TASK => Filter the entries for the string "hillside". Copy each line that has it.

RECORDS SHOWN =>

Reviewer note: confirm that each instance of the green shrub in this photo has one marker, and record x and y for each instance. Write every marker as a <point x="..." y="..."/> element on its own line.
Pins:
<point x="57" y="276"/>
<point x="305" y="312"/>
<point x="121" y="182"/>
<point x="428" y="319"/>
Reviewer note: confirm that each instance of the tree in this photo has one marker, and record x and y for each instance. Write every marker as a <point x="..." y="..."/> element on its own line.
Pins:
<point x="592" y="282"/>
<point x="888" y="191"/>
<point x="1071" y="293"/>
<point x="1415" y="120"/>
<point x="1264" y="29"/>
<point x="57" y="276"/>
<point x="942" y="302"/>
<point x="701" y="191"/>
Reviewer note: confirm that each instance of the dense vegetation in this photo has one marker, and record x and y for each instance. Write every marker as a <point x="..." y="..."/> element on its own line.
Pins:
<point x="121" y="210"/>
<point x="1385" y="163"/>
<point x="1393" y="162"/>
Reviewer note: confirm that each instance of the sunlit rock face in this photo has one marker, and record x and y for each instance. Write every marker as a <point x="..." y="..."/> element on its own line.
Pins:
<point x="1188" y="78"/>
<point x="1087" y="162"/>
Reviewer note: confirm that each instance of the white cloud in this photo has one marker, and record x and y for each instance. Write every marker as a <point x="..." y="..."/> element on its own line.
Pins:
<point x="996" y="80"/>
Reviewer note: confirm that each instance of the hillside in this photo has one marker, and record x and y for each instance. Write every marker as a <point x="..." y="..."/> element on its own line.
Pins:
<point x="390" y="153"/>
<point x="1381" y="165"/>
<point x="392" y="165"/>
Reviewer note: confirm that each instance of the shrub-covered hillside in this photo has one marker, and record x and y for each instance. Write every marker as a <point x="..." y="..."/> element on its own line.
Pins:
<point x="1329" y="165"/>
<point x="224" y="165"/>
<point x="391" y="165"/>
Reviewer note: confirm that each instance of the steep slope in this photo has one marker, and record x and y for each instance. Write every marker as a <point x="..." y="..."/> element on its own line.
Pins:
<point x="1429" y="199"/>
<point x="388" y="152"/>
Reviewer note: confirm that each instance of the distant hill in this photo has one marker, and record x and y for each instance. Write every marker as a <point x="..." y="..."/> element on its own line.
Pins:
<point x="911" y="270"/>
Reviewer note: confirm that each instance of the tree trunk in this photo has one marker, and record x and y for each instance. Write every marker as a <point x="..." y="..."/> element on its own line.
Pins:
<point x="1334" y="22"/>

TASK OUTPUT =>
Reviewer note: confirm that each instance of the hillside in this photo has one marker, and record x and y for each instance. Write every marker as a <point x="..." y="..."/> element on its own line.
Reviewer note: confirm that each instance of the shrub-covered hillside in this photo has one marker, and record x and y for each instance. Write every marker as a <point x="..." y="..."/> element on its own line.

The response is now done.